▸ OBIETTIVO
Trova nell'elenco seguente tutte le righe in cui compare la parola "pool" e ricopiale per intero.

▸ ELENCO FORNITO
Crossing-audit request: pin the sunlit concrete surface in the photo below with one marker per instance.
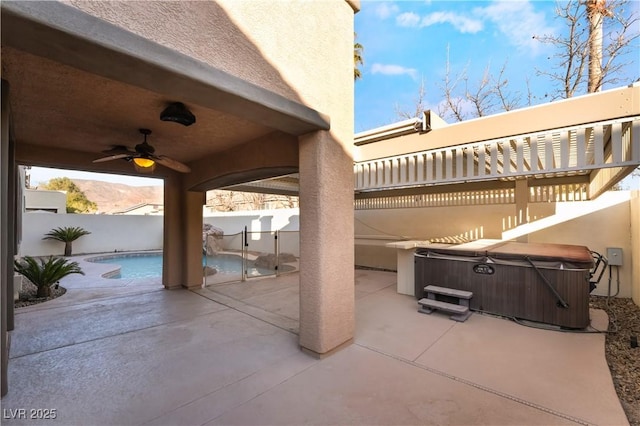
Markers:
(136, 354)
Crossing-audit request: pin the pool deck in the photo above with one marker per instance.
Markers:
(132, 353)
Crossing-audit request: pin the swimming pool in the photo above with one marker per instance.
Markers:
(149, 265)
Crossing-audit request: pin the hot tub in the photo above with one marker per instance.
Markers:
(546, 283)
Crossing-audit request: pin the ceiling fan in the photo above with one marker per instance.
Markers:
(143, 156)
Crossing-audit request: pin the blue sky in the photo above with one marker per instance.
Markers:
(406, 42)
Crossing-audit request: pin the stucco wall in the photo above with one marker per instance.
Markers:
(45, 200)
(108, 233)
(635, 245)
(607, 227)
(128, 233)
(245, 38)
(260, 225)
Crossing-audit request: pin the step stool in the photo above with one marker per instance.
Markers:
(460, 310)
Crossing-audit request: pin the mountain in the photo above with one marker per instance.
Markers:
(114, 197)
(117, 197)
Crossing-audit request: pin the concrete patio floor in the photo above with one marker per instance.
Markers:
(132, 353)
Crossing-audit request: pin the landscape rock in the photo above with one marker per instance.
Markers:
(211, 239)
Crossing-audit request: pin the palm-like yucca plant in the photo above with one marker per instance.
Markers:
(66, 234)
(45, 273)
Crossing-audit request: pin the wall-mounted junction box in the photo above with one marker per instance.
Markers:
(614, 256)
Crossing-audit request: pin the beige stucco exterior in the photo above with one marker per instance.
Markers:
(271, 85)
(616, 222)
(51, 201)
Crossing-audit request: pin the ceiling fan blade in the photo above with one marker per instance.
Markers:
(172, 164)
(119, 149)
(112, 157)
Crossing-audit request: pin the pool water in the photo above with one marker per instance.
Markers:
(150, 265)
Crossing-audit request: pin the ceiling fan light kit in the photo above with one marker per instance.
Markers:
(178, 113)
(144, 165)
(143, 157)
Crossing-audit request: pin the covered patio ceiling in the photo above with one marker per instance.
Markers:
(79, 86)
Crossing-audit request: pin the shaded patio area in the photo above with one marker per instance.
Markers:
(228, 354)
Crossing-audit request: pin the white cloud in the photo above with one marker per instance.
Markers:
(384, 10)
(388, 69)
(459, 22)
(518, 22)
(408, 19)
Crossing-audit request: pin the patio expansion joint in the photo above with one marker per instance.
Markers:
(97, 339)
(236, 305)
(481, 387)
(39, 308)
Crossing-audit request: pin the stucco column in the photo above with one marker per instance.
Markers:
(182, 237)
(5, 266)
(522, 206)
(193, 202)
(326, 243)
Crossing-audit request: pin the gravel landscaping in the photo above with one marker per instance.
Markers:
(623, 358)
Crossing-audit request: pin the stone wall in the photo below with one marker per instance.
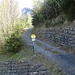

▸ RISULTATO
Crossing-audit request: pin the pool deck in the photo above with one marker per instance.
Crossing-audit request: pin the swimming pool in the photo above with one marker per instance.
Crossing-audit request: pin the pool water in the photo above with one marker per instance.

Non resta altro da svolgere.